Start of Provided text

This weekend, I hope to attend the Harbour and Rosedale shows. Though Coconut Milk is releasing a new EP titled “We’re Sorry” this weekend, I haven’t seen Harbour in quite a while,and overall I favor their music more; though that in no way discredits the talent displayed by Coconut Milk.

I’ve met the musicians of all three bands, and all are very talented, kind people, embellishing the local music scene. If you ever get a chance to see any of these acts live, I certainly suggest doing so; you won’t miss out.

Dorkechstra Concerts

A Sassy Selfie with My Bass and I. Similar to may of the photos I took on those poor children's phones.

A Sassy Selfie with My Bass and I. Similar to may of the photos I took on those poor children’s phones.

This past Wednesday, we hosted our Strings Extravaganza concert, or what remained of it. Strings Extravaganza is usually a multi-hour concert with every orchestra from 5th-12th grade performing, plus various solo and ensemble pieces; however, this year due to busy scheduling, the concert this year only consisted of playing from the junior high and the high school, with no solo or ensemble pieces, resulting in a concert of about 50 minutes.

Concerts are probably one of my favorite parts of the orchestra experience because we get to take the difficult pieces we’ve been working on for months, and showcase them to an audience who hopefully appreciates our work.

This concert, we played two songs, Nimrod, composed by Elgar, and Palladio, composed by Karl Jenkins. Both songs have been a great fun to learn and play, for they prove the dimensions of our orchestra; we go from a powerful, strong song such as Palladio, to something sweet and smooth such as Nimrod within instants.

Though this wasn’t our best concert ever, it was still really fun because I love leading the bass section and  goofing off with my fellow bass members. For example, while the junior high students played upon stage, I and two sophomore basses scouted the violin’s tuning room for iPhones left in the open. Being Mariemont, this is an extremely common occurrence, so on every phone we found, we took copious amounts of selfies — I’m talking like 50 selfies each phone — and then placed them where we found them. It’s always fun hearing someone complain about multiple photos of three random basses on their phone.

End of Provided text
Start of Entries provided

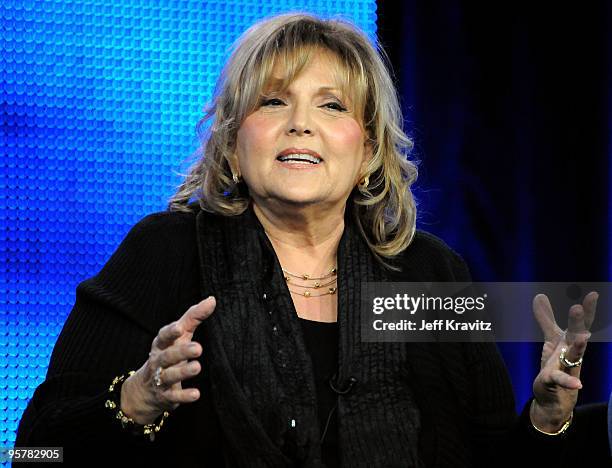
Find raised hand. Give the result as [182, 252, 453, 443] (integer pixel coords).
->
[530, 292, 598, 433]
[121, 296, 216, 424]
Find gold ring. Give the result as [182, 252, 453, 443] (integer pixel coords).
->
[559, 348, 582, 368]
[153, 366, 164, 387]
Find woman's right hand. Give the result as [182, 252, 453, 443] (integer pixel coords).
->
[121, 296, 216, 424]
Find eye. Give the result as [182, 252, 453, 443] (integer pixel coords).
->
[321, 102, 346, 112]
[259, 98, 285, 106]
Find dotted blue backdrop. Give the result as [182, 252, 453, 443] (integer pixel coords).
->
[0, 0, 376, 452]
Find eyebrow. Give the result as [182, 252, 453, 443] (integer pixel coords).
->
[264, 86, 350, 99]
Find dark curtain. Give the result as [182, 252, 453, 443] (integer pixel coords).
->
[377, 0, 612, 407]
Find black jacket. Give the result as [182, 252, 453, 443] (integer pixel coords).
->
[16, 207, 608, 467]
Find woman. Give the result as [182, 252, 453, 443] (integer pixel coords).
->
[17, 15, 596, 467]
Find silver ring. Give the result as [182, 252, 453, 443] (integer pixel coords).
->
[153, 366, 164, 387]
[559, 348, 582, 368]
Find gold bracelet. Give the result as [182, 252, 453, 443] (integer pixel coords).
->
[104, 371, 170, 442]
[529, 400, 574, 436]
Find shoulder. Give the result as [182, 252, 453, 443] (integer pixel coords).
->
[126, 205, 200, 240]
[77, 204, 199, 326]
[396, 229, 470, 281]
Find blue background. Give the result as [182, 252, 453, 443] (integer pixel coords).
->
[0, 0, 376, 446]
[0, 0, 612, 456]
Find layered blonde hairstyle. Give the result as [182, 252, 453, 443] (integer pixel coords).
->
[169, 14, 417, 266]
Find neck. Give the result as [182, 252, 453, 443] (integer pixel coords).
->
[253, 202, 344, 276]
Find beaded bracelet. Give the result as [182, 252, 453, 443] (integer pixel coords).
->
[104, 371, 170, 442]
[529, 400, 574, 436]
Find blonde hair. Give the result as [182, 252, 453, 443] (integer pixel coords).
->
[169, 14, 417, 268]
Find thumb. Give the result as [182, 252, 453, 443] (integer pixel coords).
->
[177, 296, 217, 334]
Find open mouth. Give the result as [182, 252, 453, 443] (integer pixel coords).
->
[276, 153, 323, 164]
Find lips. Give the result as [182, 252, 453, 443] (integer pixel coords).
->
[276, 148, 323, 165]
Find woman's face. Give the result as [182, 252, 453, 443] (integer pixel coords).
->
[234, 52, 371, 214]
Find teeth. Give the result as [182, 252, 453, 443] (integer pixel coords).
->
[277, 153, 321, 164]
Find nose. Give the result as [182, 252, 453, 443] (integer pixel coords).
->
[287, 103, 313, 135]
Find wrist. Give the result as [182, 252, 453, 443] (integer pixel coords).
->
[529, 398, 574, 435]
[120, 374, 161, 425]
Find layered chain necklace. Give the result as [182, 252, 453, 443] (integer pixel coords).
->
[283, 267, 338, 297]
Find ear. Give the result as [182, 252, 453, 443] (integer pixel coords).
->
[227, 152, 242, 177]
[361, 140, 374, 174]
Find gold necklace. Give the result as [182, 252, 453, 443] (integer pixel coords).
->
[282, 267, 338, 297]
[289, 288, 336, 297]
[283, 267, 337, 280]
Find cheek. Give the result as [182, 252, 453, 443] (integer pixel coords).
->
[236, 115, 273, 164]
[333, 122, 364, 152]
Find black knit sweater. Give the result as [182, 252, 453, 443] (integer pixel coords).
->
[16, 203, 608, 467]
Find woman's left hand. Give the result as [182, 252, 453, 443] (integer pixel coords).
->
[530, 292, 598, 433]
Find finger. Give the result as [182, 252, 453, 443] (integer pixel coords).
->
[565, 304, 589, 344]
[151, 322, 183, 349]
[582, 291, 599, 330]
[162, 361, 202, 387]
[178, 296, 217, 334]
[157, 341, 202, 369]
[533, 294, 563, 341]
[161, 386, 200, 404]
[559, 337, 587, 376]
[546, 370, 582, 390]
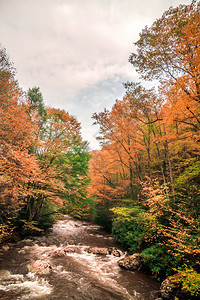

End of Entries provided

* _Instructions for the task_
Retype the passage from the post about local bands and the strings concert, beginning at the words "This past Wednesday, we" and stopping after "about 50 minutes.". The records are separate material and unrelated to the text about local bands and the strings concert.

* _Result_
This past Wednesday, we hosted our Strings Extravaganza concert, or what remained of it. Strings Extravaganza is usually a multi-hour concert with every orchestra from 5th-12th grade performing, plus various solo and ensemble pieces; however, this year due to busy scheduling, the concert this year only consisted of playing from the junior high and the high school, with no solo or ensemble pieces, resulting in a concert of about 50 minutes.